*Excerpted passage*:
========================================================================

Vojtěch Řepa

Personal information
- Born: 14 August 2000 (age 25) Velká Bíteš, Czech Republic
- Height: 1.84 m (6 ft 0 in)
- Weight: 71 kg (157 lb)

Team information
- Discipline: Road
- Role: Rider

Professional teams
- 2019–2020: Topforex–Lapierre
- 2021–2023: Equipo Kern Pharma

Medal record
Representing Czech Republic
Men's road bicycle racing
European Road Championships
| Bronze medal – third place | 2020 Plouay | Under-23 Road Race |

= Vojtěch Řepa =

Czech cyclist (born 2000)

Vojtěch Řepa (born 14 August 2000) is a Czech former cyclist, who competed as a professional from 2019 until May 2023.

========================================================================

*Given data*:
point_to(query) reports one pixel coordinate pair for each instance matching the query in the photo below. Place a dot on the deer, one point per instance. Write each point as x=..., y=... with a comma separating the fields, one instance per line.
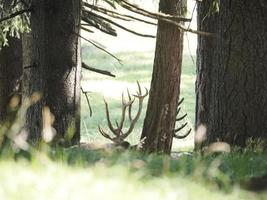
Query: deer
x=118, y=135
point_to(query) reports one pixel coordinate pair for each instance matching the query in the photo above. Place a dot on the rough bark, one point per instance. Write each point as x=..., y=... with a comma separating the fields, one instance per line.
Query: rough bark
x=165, y=85
x=52, y=67
x=232, y=77
x=10, y=75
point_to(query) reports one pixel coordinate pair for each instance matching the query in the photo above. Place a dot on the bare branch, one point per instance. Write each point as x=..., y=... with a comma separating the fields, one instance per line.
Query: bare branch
x=97, y=46
x=116, y=14
x=118, y=25
x=88, y=102
x=167, y=18
x=104, y=72
x=182, y=136
x=159, y=16
x=15, y=14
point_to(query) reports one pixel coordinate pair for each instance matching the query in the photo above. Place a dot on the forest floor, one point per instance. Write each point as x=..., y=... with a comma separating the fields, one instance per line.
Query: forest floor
x=80, y=173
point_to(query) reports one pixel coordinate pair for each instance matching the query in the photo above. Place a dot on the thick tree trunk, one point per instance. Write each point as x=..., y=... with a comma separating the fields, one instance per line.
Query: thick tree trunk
x=232, y=77
x=52, y=62
x=10, y=75
x=165, y=86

========================================================================

*What is expected*: Give again, word for word, the stretch of the Vojtěch Řepa text from "Medal record" through "until May 2023.". The data has no connection to the text about Vojtěch Řepa.

*Expected answer*:
Medal record
Representing Czech Republic
Men's road bicycle racing
European Road Championships
| Bronze medal – third place | 2020 Plouay | Under-23 Road Race |

= Vojtěch Řepa =

Czech cyclist (born 2000)

Vojtěch Řepa (born 14 August 2000) is a Czech former cyclist, who competed as a professional from 2019 until May 2023.